Aim of the exercise >> Report each line of the records where "wooden" occurs.

Data records >>

####

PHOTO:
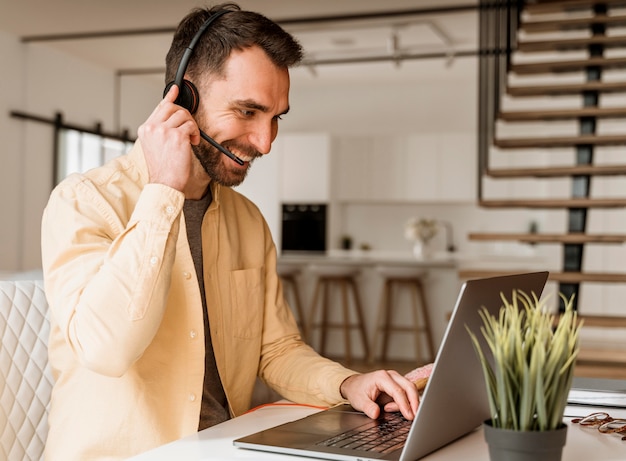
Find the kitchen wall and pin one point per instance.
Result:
(44, 81)
(438, 100)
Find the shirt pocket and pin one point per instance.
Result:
(247, 294)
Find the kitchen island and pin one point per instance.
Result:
(440, 280)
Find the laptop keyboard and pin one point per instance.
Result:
(383, 436)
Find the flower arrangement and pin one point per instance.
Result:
(533, 362)
(421, 229)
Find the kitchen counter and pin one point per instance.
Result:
(369, 258)
(440, 279)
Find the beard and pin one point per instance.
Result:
(220, 171)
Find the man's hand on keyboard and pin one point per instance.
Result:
(387, 389)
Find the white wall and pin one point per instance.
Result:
(42, 82)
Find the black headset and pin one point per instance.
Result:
(188, 96)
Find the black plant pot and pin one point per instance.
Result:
(509, 445)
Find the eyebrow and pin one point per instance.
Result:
(250, 104)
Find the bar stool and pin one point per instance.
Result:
(288, 274)
(396, 279)
(341, 279)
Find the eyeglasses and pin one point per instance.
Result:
(604, 422)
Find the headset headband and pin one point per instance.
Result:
(182, 66)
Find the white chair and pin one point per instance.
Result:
(25, 378)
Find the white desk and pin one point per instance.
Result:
(216, 443)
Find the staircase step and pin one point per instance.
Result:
(566, 88)
(558, 171)
(561, 114)
(568, 65)
(603, 321)
(571, 238)
(561, 141)
(564, 277)
(608, 41)
(569, 23)
(554, 203)
(568, 5)
(601, 356)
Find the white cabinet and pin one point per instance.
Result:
(420, 167)
(304, 168)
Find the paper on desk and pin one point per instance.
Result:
(597, 398)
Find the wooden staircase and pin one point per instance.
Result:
(549, 31)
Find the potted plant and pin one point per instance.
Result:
(528, 364)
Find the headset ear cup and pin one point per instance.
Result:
(188, 96)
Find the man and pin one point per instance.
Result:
(162, 280)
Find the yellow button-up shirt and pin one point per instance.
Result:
(126, 345)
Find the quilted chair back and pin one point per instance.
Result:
(25, 379)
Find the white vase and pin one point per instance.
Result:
(421, 249)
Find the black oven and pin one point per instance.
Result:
(303, 228)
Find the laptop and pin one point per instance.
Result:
(454, 402)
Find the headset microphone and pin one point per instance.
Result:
(188, 96)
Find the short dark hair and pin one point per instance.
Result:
(236, 30)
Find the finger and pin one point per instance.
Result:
(172, 94)
(404, 395)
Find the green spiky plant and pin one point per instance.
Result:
(533, 362)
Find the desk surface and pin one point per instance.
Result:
(216, 443)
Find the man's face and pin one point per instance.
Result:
(241, 112)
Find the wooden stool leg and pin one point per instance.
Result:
(346, 319)
(388, 316)
(427, 326)
(313, 309)
(360, 317)
(324, 323)
(379, 325)
(415, 291)
(300, 310)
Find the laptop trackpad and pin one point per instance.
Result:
(311, 429)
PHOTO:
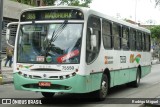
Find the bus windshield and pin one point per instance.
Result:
(49, 43)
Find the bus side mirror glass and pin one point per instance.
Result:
(93, 41)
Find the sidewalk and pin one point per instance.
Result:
(7, 74)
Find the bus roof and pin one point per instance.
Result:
(90, 11)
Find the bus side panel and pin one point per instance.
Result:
(145, 70)
(96, 81)
(78, 84)
(120, 77)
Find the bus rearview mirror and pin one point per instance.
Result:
(93, 41)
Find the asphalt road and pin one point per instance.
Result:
(149, 88)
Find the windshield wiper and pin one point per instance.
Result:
(55, 35)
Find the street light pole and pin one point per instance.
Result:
(1, 20)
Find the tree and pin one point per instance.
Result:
(83, 3)
(155, 31)
(155, 34)
(157, 2)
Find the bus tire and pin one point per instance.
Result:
(102, 93)
(137, 81)
(47, 94)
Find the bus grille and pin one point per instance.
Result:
(53, 86)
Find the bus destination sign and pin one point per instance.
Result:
(52, 15)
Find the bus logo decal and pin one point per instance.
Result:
(133, 59)
(108, 59)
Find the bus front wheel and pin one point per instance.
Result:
(102, 93)
(47, 94)
(137, 81)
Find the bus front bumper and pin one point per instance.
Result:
(75, 84)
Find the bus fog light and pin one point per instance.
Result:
(73, 74)
(61, 77)
(67, 76)
(20, 73)
(25, 75)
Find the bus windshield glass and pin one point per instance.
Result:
(49, 43)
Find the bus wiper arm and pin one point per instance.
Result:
(56, 34)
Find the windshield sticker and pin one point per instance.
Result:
(68, 56)
(108, 60)
(40, 58)
(133, 59)
(49, 59)
(25, 66)
(123, 59)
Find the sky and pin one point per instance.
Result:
(141, 11)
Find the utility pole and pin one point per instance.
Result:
(1, 20)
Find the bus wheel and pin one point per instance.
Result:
(137, 81)
(47, 94)
(102, 93)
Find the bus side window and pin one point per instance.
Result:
(144, 41)
(125, 38)
(95, 25)
(116, 35)
(139, 41)
(133, 39)
(107, 36)
(147, 42)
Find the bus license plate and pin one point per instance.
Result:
(44, 84)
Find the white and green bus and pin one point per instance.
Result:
(77, 50)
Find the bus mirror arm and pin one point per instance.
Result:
(93, 42)
(7, 37)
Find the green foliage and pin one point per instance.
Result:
(155, 32)
(83, 3)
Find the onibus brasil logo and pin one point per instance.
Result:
(133, 59)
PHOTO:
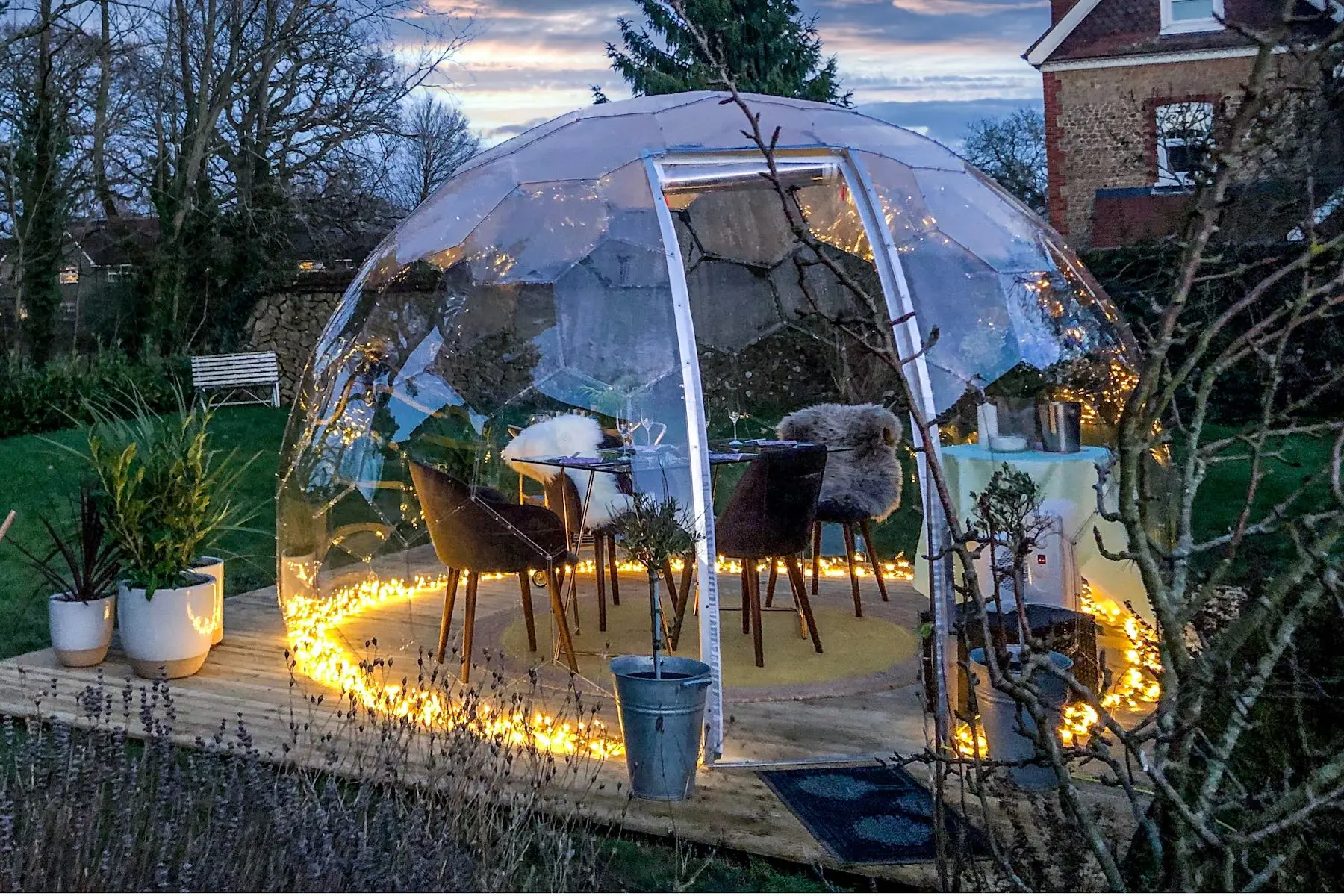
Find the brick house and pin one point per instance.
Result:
(1132, 89)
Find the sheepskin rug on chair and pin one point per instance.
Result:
(566, 435)
(863, 482)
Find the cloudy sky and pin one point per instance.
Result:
(930, 65)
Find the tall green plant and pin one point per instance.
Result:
(653, 532)
(168, 494)
(769, 45)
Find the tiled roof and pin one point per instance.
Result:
(1133, 27)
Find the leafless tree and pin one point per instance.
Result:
(1012, 151)
(433, 141)
(1209, 808)
(249, 99)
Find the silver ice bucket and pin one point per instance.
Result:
(1061, 426)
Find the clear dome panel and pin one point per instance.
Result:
(1015, 314)
(542, 311)
(971, 213)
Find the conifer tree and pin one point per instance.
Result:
(771, 49)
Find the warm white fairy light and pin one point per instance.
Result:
(319, 652)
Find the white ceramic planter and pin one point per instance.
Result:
(168, 635)
(81, 630)
(214, 567)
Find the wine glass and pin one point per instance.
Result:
(735, 417)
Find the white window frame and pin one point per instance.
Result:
(1166, 176)
(1192, 26)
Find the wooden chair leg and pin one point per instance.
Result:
(853, 573)
(800, 591)
(816, 555)
(670, 583)
(757, 640)
(746, 601)
(470, 623)
(874, 561)
(600, 567)
(561, 621)
(613, 564)
(449, 598)
(524, 586)
(682, 600)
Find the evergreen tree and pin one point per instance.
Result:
(769, 45)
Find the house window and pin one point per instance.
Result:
(1184, 134)
(1186, 16)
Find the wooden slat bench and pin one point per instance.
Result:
(252, 378)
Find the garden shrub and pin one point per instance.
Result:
(53, 396)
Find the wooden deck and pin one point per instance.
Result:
(248, 677)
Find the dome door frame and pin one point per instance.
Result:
(806, 161)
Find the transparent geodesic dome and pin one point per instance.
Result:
(628, 262)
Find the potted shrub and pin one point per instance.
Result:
(168, 494)
(82, 570)
(659, 699)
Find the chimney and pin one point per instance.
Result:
(1058, 8)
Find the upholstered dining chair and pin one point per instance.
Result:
(573, 435)
(862, 482)
(768, 517)
(477, 529)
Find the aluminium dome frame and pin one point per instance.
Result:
(660, 168)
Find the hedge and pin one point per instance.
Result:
(54, 396)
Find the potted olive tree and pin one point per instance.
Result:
(81, 567)
(660, 699)
(167, 496)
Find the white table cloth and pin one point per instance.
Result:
(1068, 484)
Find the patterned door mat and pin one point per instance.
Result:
(866, 815)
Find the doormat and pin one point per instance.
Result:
(867, 815)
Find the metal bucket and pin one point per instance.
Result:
(1061, 426)
(1006, 726)
(662, 723)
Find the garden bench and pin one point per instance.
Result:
(252, 378)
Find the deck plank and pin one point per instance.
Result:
(246, 677)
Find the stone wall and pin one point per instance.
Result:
(289, 323)
(1101, 129)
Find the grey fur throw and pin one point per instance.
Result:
(863, 482)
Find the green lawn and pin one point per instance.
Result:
(40, 477)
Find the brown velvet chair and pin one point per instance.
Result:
(769, 517)
(862, 484)
(564, 499)
(479, 531)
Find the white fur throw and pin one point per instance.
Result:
(566, 435)
(863, 482)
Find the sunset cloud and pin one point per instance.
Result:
(948, 60)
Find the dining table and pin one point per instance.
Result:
(660, 470)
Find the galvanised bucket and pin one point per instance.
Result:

####

Reply >>
Find the wooden staircase and pin one point per instance.
Find the wooden stool leg and pin one point per instance.
Find the wooden chair leg and pin one point per instance.
Find the wooden slat bench and pin one point per instance.
Find the wooden deck and pin one point per instance.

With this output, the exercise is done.